start

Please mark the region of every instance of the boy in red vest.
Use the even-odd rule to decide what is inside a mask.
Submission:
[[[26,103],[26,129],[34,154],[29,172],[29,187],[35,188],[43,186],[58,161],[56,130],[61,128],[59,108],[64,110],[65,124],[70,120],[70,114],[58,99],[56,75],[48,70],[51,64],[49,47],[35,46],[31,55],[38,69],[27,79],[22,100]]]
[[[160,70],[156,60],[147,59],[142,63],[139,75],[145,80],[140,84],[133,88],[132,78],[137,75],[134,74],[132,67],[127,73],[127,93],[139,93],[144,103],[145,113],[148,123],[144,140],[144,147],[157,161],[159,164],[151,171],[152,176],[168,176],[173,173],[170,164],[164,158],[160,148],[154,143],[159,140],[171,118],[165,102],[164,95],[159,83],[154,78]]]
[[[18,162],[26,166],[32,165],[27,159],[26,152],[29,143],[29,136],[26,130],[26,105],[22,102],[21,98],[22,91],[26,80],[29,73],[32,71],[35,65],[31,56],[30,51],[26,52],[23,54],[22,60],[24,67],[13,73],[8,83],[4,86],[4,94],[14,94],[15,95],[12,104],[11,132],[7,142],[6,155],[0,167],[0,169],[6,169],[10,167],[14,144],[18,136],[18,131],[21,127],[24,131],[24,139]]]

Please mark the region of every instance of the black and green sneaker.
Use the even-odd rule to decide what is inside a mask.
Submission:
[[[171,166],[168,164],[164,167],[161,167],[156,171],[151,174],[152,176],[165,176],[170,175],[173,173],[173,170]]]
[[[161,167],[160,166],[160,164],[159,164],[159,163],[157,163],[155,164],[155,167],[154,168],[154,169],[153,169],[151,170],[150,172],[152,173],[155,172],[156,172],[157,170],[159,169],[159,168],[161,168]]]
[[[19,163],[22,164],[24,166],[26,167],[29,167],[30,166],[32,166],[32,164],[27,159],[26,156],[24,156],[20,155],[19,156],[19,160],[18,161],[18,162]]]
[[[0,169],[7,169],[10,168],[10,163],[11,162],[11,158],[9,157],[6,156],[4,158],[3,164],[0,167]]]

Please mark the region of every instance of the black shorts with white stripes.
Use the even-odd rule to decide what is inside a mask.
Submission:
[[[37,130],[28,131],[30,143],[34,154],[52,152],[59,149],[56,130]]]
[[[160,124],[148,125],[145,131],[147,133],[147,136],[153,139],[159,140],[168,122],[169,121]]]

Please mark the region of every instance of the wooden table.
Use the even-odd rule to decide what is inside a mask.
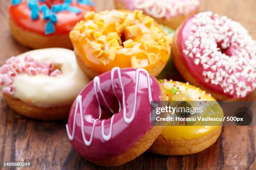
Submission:
[[[201,11],[211,10],[241,22],[256,39],[255,0],[201,0]],[[29,49],[12,38],[8,27],[10,0],[0,1],[0,64]],[[97,10],[113,8],[111,0],[96,2]],[[68,139],[66,121],[46,122],[19,116],[0,95],[0,162],[30,162],[32,169],[105,169],[85,160]],[[253,97],[255,100],[256,98]],[[223,127],[212,145],[196,154],[165,156],[145,152],[111,169],[256,169],[253,126]],[[0,169],[1,168],[0,168]]]

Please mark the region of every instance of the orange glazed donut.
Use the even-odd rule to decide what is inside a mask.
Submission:
[[[226,16],[192,16],[176,30],[172,48],[184,79],[217,100],[241,100],[255,89],[256,41]]]
[[[168,61],[171,38],[142,11],[88,12],[69,36],[78,63],[93,78],[118,66],[156,76]]]
[[[10,27],[14,38],[32,48],[72,48],[69,34],[87,11],[89,0],[12,0]]]

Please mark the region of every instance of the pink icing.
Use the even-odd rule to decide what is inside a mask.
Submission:
[[[121,85],[118,72],[113,72],[113,79],[111,78],[111,72],[95,78],[94,81],[91,81],[80,93],[70,110],[67,126],[70,142],[77,152],[92,160],[106,160],[114,157],[127,151],[134,146],[152,128],[151,125],[151,106],[149,96],[151,95],[153,100],[161,100],[160,86],[155,78],[148,76],[148,81],[151,84],[151,88],[148,88],[146,74],[145,72],[140,72],[139,76],[137,78],[138,80],[138,91],[135,93],[136,70],[131,68],[120,69],[120,77],[123,86]],[[97,83],[97,80],[99,80],[99,84]],[[114,87],[112,85],[112,80]],[[96,88],[97,95],[94,87],[98,87]],[[124,90],[123,93],[122,89]],[[150,90],[151,90],[150,92]],[[133,117],[136,94],[137,102]],[[79,107],[77,108],[78,112],[74,118],[76,105],[79,102],[79,97],[82,98],[80,100],[82,108]],[[124,105],[121,104],[123,104],[123,98]],[[101,108],[100,109],[98,99],[100,103],[100,108]],[[121,106],[119,112],[118,100],[120,102],[119,105]],[[126,118],[133,118],[131,122],[124,118],[125,108]],[[80,109],[83,111],[83,116],[81,116],[79,112]],[[113,110],[115,110],[115,112],[118,112],[114,116],[111,113]],[[100,110],[102,112],[101,114]],[[98,120],[99,115],[101,117]],[[83,118],[82,121],[81,116]],[[94,128],[94,123],[95,123]],[[83,137],[82,124],[84,125],[82,128],[84,130],[85,137],[89,140],[86,142]],[[110,128],[111,125],[112,128]],[[103,138],[102,128],[105,135],[110,134],[110,136]],[[92,130],[94,129],[92,133]],[[73,138],[72,135],[74,135]],[[91,137],[92,138],[90,141]]]
[[[156,18],[169,19],[179,15],[187,15],[199,6],[199,0],[116,0],[127,9],[143,10]]]
[[[182,26],[177,43],[191,75],[207,88],[233,98],[255,89],[256,43],[238,22],[198,14]]]
[[[13,94],[15,91],[15,87],[11,84],[18,74],[26,73],[31,76],[41,74],[54,77],[61,74],[59,70],[54,70],[52,61],[47,60],[43,63],[30,55],[26,56],[23,62],[19,58],[12,57],[5,62],[0,68],[0,85],[3,92],[9,95]]]

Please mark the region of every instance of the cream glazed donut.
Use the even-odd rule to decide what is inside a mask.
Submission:
[[[143,10],[158,23],[175,29],[189,16],[197,13],[200,0],[115,0],[117,9]]]
[[[241,99],[256,87],[256,42],[225,16],[191,17],[176,30],[172,48],[183,78],[216,100]]]
[[[76,97],[90,82],[73,51],[53,48],[13,57],[0,68],[0,87],[17,113],[43,120],[66,119]]]
[[[70,110],[66,128],[72,145],[102,166],[134,159],[161,132],[163,127],[151,126],[151,102],[165,100],[165,95],[156,79],[142,68],[115,67],[95,77]]]

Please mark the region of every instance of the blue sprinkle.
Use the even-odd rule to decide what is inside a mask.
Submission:
[[[13,5],[18,5],[20,3],[22,0],[12,0],[12,4]]]
[[[41,6],[41,7],[40,7],[40,10],[41,10],[42,12],[44,12],[46,10],[49,10],[49,8],[46,5],[43,4]]]
[[[69,6],[67,9],[67,10],[71,12],[74,13],[75,14],[78,14],[81,12],[80,9],[75,7]]]
[[[50,18],[50,9],[45,4],[43,4],[41,6],[40,10],[44,13],[44,19],[46,20]]]
[[[94,5],[93,3],[90,0],[78,0],[77,2],[80,4],[87,4],[91,6]]]
[[[63,9],[63,10],[67,10],[67,9],[69,7],[69,4],[68,3],[64,3],[62,4],[61,8]]]
[[[38,12],[39,11],[39,6],[37,4],[37,2],[34,0],[29,0],[28,2],[28,7],[32,11]]]
[[[57,22],[57,16],[54,13],[51,14],[50,16],[50,20],[53,23],[56,23]]]
[[[55,32],[55,28],[53,23],[51,21],[49,21],[45,27],[45,31],[44,32],[45,34],[47,35],[54,33]]]
[[[31,18],[33,20],[36,20],[39,17],[39,14],[38,11],[32,11],[31,12]]]
[[[72,0],[65,0],[64,2],[65,2],[65,3],[71,3]]]

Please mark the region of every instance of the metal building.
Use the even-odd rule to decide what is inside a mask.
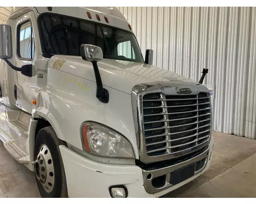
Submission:
[[[213,130],[256,139],[256,8],[118,7],[153,64],[214,85]]]

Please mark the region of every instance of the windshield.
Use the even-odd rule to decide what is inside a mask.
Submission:
[[[80,56],[80,45],[102,49],[103,58],[144,63],[134,35],[117,28],[60,15],[44,14],[38,20],[44,56]]]

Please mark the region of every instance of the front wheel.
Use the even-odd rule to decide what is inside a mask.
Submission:
[[[64,145],[53,129],[41,129],[35,141],[35,174],[42,197],[68,197],[64,166],[58,146]]]

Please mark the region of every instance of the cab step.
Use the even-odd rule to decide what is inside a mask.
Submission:
[[[29,156],[23,151],[18,146],[21,145],[19,140],[13,140],[4,143],[4,146],[10,154],[18,162],[28,164],[30,162]],[[24,146],[24,145],[23,145]],[[24,146],[25,148],[27,147]]]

end

> WORK REQUIRED
Rewrite the items from the line containing "Please mark the region of every instance of the windshield." through the end of the items, both ends included, as a two-column CSV with the header input,output. Each row should hold one item's text and its answer, each in a single quoted field, with line breaks replaced by spaces.

> FINISHED EXERCISE
input,output
"Please mark the region of every instance of the windshield. Use the even-odd rule to decide what is inside a mask. Submission:","[[[80,56],[80,45],[102,49],[103,58],[144,63],[134,35],[117,28],[60,15],[44,14],[38,20],[44,56]]]"
"Please mark the region of every instance of the front wheel. Use the even-odd rule to decide what is inside a mask. Submission:","[[[64,145],[53,129],[41,129],[35,141],[35,174],[42,197],[68,197],[64,166],[58,146]]]"
"Please mark the region of every instance of the cab step. Use the even-odd rule to decide what is inside a mask. Submission:","[[[29,156],[23,151],[18,146],[21,145],[19,140],[13,140],[4,143],[4,146],[10,154],[18,162],[28,164],[30,162]],[[24,146],[24,145],[23,145]],[[24,146],[25,148],[27,147]]]"